• To be done
Turn every line of the records below into a Markdown table with two columns, Row and Line, numbering the rows and leaving out blank lines.
++++ Given data ++++
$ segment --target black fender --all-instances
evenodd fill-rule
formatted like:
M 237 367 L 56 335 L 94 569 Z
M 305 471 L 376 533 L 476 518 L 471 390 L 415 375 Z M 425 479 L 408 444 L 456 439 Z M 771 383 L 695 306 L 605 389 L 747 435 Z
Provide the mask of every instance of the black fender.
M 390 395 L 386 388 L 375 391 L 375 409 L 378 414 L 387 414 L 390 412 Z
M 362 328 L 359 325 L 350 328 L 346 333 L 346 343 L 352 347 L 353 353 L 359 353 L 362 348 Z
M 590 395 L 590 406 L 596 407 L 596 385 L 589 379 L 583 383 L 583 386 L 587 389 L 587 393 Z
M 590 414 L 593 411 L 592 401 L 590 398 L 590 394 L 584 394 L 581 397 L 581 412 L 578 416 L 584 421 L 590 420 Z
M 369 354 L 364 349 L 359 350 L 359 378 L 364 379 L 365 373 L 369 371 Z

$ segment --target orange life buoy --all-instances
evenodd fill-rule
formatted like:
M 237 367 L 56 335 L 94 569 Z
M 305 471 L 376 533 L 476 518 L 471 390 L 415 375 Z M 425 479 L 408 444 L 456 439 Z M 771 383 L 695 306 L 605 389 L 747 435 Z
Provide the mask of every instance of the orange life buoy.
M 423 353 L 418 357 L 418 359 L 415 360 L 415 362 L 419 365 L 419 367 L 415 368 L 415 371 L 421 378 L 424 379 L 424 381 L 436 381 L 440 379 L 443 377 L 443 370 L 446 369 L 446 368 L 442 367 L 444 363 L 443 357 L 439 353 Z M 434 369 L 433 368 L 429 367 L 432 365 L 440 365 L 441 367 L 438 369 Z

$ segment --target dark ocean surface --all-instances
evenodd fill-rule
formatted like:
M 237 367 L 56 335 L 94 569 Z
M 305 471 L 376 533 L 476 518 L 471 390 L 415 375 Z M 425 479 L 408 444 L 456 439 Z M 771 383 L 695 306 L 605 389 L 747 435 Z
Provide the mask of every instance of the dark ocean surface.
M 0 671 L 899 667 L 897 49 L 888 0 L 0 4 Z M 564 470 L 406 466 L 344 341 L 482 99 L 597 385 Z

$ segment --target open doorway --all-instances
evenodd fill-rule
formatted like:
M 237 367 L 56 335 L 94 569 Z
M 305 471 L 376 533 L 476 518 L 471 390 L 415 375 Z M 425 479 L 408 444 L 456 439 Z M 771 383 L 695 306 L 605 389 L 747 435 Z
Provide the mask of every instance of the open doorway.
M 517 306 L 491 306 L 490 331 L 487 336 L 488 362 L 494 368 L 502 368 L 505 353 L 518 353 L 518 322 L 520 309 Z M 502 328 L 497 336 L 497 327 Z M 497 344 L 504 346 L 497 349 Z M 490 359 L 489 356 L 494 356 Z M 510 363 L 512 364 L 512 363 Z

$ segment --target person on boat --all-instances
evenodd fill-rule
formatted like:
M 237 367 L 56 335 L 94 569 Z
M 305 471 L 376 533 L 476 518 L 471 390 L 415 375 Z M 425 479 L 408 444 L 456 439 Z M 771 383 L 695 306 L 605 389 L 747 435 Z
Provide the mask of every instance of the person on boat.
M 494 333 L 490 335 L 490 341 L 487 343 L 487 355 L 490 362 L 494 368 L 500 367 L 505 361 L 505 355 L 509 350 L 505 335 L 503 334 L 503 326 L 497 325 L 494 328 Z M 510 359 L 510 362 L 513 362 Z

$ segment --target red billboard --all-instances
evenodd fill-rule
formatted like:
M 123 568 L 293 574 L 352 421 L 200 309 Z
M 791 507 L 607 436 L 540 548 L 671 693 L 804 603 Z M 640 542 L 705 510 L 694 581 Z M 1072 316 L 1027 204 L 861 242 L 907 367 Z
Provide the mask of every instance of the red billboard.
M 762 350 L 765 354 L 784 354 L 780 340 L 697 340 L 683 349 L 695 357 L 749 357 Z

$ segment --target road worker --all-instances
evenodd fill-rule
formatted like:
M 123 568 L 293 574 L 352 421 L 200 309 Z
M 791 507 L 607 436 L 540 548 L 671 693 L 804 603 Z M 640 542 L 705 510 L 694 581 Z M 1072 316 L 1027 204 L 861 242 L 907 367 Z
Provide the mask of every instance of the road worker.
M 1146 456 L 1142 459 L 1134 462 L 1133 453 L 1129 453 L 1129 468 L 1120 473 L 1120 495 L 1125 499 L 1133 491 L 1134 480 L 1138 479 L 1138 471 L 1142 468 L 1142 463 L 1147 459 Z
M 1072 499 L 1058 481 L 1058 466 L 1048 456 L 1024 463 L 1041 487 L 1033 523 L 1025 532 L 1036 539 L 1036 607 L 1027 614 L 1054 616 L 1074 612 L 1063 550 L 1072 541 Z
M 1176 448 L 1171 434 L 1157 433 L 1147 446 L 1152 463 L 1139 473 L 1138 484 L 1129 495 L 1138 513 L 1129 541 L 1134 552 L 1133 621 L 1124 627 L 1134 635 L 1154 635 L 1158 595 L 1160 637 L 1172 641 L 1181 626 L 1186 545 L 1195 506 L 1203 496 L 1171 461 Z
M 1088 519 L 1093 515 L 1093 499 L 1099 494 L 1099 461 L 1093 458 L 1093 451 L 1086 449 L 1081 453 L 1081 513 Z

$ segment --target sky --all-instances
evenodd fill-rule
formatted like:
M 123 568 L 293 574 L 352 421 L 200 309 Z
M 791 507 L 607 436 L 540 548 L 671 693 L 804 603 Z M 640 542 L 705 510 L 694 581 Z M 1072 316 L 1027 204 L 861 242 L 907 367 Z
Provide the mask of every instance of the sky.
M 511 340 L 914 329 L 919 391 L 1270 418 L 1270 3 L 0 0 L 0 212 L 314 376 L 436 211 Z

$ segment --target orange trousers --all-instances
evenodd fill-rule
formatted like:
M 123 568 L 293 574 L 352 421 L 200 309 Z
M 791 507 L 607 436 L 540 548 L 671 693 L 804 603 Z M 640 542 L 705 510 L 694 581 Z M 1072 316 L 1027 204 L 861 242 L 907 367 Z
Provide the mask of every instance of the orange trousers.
++++
• Solution to this exercise
| Row | Line |
|---|---|
| 1 | $ segment --target black fender --all-instances |
| 2 | evenodd fill-rule |
| 3 | formatted like: |
| 4 | M 237 367 L 56 335 L 94 569 Z |
| 5 | M 305 471 L 376 533 L 476 518 L 471 390 L 415 375 Z M 425 479 L 408 444 L 456 439 Z M 771 383 L 695 306 L 605 389 L 747 435 Z |
| 6 | Provide the mask of every instance of the black fender. |
| 7 | M 390 395 L 386 388 L 375 391 L 375 409 L 378 414 L 387 414 L 390 412 Z |
| 8 | M 362 328 L 359 325 L 350 328 L 346 333 L 346 343 L 352 347 L 353 353 L 359 353 L 362 348 Z |
| 9 | M 590 395 L 590 406 L 596 407 L 596 385 L 589 379 L 583 383 L 583 386 L 587 389 L 587 393 Z |
| 10 | M 590 414 L 593 411 L 592 401 L 590 398 L 590 394 L 584 394 L 581 397 L 581 412 L 578 416 L 584 421 L 590 420 Z |
| 11 | M 369 354 L 364 349 L 359 350 L 359 378 L 364 379 L 365 373 L 369 371 Z |
| 12 | $ segment --target orange life buoy --all-instances |
| 13 | evenodd fill-rule |
| 14 | formatted like: |
| 15 | M 237 367 L 56 335 L 94 569 Z |
| 16 | M 305 471 L 376 533 L 476 518 L 471 390 L 415 375 Z M 425 479 L 408 444 L 456 439 Z M 771 383 L 695 306 L 605 389 L 747 435 Z |
| 17 | Provide the mask of every instance of the orange life buoy. |
| 18 | M 423 353 L 418 357 L 418 359 L 415 360 L 415 362 L 419 365 L 419 367 L 415 368 L 415 371 L 421 378 L 424 379 L 424 381 L 436 381 L 440 379 L 443 377 L 443 370 L 446 369 L 446 368 L 442 367 L 444 363 L 443 357 L 439 353 Z M 434 369 L 433 368 L 429 367 L 432 365 L 440 365 L 441 367 L 438 369 Z |
| 19 | $ segment --target dark ocean surface --all-instances |
| 20 | evenodd fill-rule |
| 21 | formatted like: |
| 22 | M 237 367 L 56 335 L 94 569 Z |
| 23 | M 305 471 L 376 533 L 476 518 L 471 390 L 415 375 Z M 425 479 L 408 444 L 456 439 Z M 771 383 L 695 306 L 605 389 L 747 435 Z |
| 24 | Provide the mask of every instance of the dark ocean surface. |
| 25 | M 0 671 L 899 667 L 897 49 L 888 0 L 0 4 Z M 564 470 L 406 466 L 344 341 L 482 99 L 597 385 Z |
| 26 | $ segment --target open doorway --all-instances |
| 27 | evenodd fill-rule |
| 28 | formatted like: |
| 29 | M 237 367 L 56 335 L 94 569 Z |
| 30 | M 305 471 L 376 533 L 476 518 L 471 390 L 415 375 Z M 425 479 L 408 444 L 456 439 Z M 771 383 L 695 306 L 605 389 L 747 435 Z |
| 31 | Provide the mask of every instance of the open doorway. |
| 32 | M 517 306 L 491 306 L 490 331 L 487 336 L 488 362 L 494 368 L 502 368 L 505 353 L 518 353 L 518 322 L 520 309 Z M 502 328 L 497 336 L 497 327 Z M 497 344 L 504 346 L 497 349 Z M 490 359 L 489 356 L 494 356 Z M 510 363 L 512 364 L 512 363 Z |
| 33 | $ segment --target person on boat --all-instances |
| 34 | evenodd fill-rule |
| 35 | formatted like: |
| 36 | M 237 367 L 56 335 L 94 569 Z |
| 37 | M 305 471 L 376 533 L 476 518 L 471 390 L 415 375 Z M 425 479 L 408 444 L 456 439 Z M 771 383 L 695 306 L 605 389 L 747 435 Z |
| 38 | Provide the mask of every instance of the person on boat. |
| 39 | M 494 333 L 490 335 L 490 341 L 487 343 L 487 355 L 490 362 L 494 368 L 500 367 L 505 361 L 505 355 L 509 350 L 505 335 L 503 334 L 503 326 L 497 325 L 494 328 Z M 510 359 L 510 362 L 513 362 Z |
| 40 | $ segment --target red billboard --all-instances |
| 41 | evenodd fill-rule |
| 42 | formatted like: |
| 43 | M 123 568 L 293 574 L 352 421 L 200 309 Z |
| 44 | M 791 507 L 607 436 L 540 548 L 671 693 L 804 603 Z M 640 542 L 705 510 L 694 581 Z M 1072 316 L 1027 204 L 861 242 L 907 367 Z |
| 45 | Provide the mask of every instance of the red billboard. |
| 46 | M 762 350 L 765 354 L 784 354 L 780 340 L 697 340 L 683 349 L 695 357 L 749 357 Z |
| 47 | $ segment --target road worker --all-instances |
| 48 | evenodd fill-rule |
| 49 | formatted like: |
| 50 | M 123 568 L 293 574 L 352 421 L 200 309 Z |
| 51 | M 791 507 L 607 436 L 540 548 L 671 693 L 804 603 Z M 640 542 L 705 510 L 694 581 Z M 1072 316 L 1027 204 L 861 242 L 907 367 Z |
| 52 | Provide the mask of every instance of the road worker. |
| 53 | M 1146 456 L 1142 459 L 1134 462 L 1133 453 L 1129 453 L 1129 468 L 1120 473 L 1120 495 L 1125 499 L 1133 491 L 1134 480 L 1138 479 L 1138 471 L 1142 468 L 1142 463 L 1147 459 Z |
| 54 | M 1072 499 L 1058 481 L 1058 466 L 1048 456 L 1024 463 L 1041 487 L 1033 523 L 1025 532 L 1036 539 L 1036 607 L 1027 614 L 1054 616 L 1074 612 L 1063 550 L 1072 541 Z |
| 55 | M 1176 448 L 1171 434 L 1157 433 L 1147 446 L 1152 463 L 1139 473 L 1138 484 L 1129 495 L 1138 513 L 1129 541 L 1134 552 L 1133 621 L 1124 627 L 1134 635 L 1154 635 L 1158 595 L 1160 637 L 1172 641 L 1181 626 L 1186 545 L 1195 506 L 1203 496 L 1171 461 Z |
| 56 | M 1088 519 L 1093 515 L 1093 499 L 1099 494 L 1099 461 L 1093 458 L 1093 451 L 1086 449 L 1081 453 L 1081 513 Z |
| 57 | $ segment --target sky --all-instances |
| 58 | evenodd fill-rule |
| 59 | formatted like: |
| 60 | M 123 568 L 293 574 L 352 421 L 200 309 Z |
| 61 | M 791 507 L 607 436 L 540 548 L 671 693 L 804 603 Z M 640 542 L 705 510 L 694 581 Z M 1072 316 L 1027 204 L 861 242 L 907 367 Z |
| 62 | Provide the mask of every instance of the sky. |
| 63 | M 511 340 L 914 329 L 919 391 L 1270 418 L 1270 3 L 0 0 L 0 212 L 314 376 L 436 211 Z |
| 64 | $ segment --target orange trousers --all-instances |
| 65 | evenodd fill-rule |
| 66 | formatted like: |
| 67 | M 123 568 L 293 574 L 352 421 L 200 309 Z |
| 68 | M 791 507 L 607 436 L 540 548 L 671 693 L 804 603 Z M 640 542 L 705 510 L 694 581 Z M 1072 316 L 1027 204 L 861 242 L 907 367 Z |
| 69 | Provide the mask of every instance of the orange trousers. |